■ Problem description
Return every entry below exactly as written.

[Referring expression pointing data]
::::::::

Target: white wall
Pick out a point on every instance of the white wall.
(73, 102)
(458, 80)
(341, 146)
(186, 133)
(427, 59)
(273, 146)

::::::::

■ Exercise output
Target: white wall
Pick out a point on every instance of the white wall.
(73, 102)
(458, 80)
(341, 146)
(186, 133)
(427, 59)
(273, 146)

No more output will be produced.